Once one panicked when inside the paper bag it was raiding and we were treated to the amusement of a jumping bag until we released it back to forage anew. More than half a century has passed since I saw a cuckoo predate a reed warbler and I’ve not seen it happen since. Over several weeks we fished the same peg and watched the young cuckoo turf out its step-siblings and later overflow the nest and dwarf its step parents. Spotted Flycatchers would always spend summer evenings looping out and back from a stag-horn limb on a waterside oak. Turtle Doves purred, Woodpigeons cooed and occasionally the tranquility would be broken by the sudden shriek of a Moorhen scared of its own reflection. Now, whenever I hear a Wood Pigeon calling I think of warm summer evenings by a tench-filled lake and my minds ear hears the carp sucking snails eggs from the undersides of lily pads.

(Dataset entries)
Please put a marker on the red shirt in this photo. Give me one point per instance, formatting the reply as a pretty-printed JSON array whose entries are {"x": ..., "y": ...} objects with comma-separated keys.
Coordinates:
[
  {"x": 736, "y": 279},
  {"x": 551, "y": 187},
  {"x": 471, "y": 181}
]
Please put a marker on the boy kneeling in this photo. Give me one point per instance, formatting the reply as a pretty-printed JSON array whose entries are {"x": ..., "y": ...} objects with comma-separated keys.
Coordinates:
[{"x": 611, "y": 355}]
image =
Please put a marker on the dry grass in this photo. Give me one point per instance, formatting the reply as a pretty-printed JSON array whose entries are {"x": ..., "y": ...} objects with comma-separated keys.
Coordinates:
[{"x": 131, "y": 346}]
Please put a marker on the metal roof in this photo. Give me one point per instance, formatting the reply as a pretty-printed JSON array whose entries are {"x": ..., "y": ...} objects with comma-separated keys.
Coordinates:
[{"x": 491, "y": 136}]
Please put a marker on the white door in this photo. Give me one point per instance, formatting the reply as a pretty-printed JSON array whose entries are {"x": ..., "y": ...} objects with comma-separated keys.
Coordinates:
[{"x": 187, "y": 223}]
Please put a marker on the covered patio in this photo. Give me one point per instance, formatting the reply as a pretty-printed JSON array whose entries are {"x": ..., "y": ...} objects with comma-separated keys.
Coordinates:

[Stated problem 1] In the passage about summer evenings by the lake, what did the Spotted Flycatchers loop out and back from?
[Stated problem 2] Write out the dataset entries again, requests included, starting at the line containing "Please put a marker on the white" and ending at the end of the entries, and give nothing else. In the answers, decrease every coordinate value by 63.

[Task answer 1] A stag-horn limb on a waterside oak.

[Task answer 2]
Please put a marker on the white door in this photo. Give me one point per instance, formatting the reply as a pretty-printed JSON array whose entries are {"x": ..., "y": ...} objects with comma-separated keys.
Coordinates:
[{"x": 124, "y": 160}]
Please put a marker on the covered patio in this photo. Give me one point per instance, formatting the reply as a pretty-printed JSON array whose entries are {"x": ..., "y": ...} objects with comma-separated keys.
Coordinates:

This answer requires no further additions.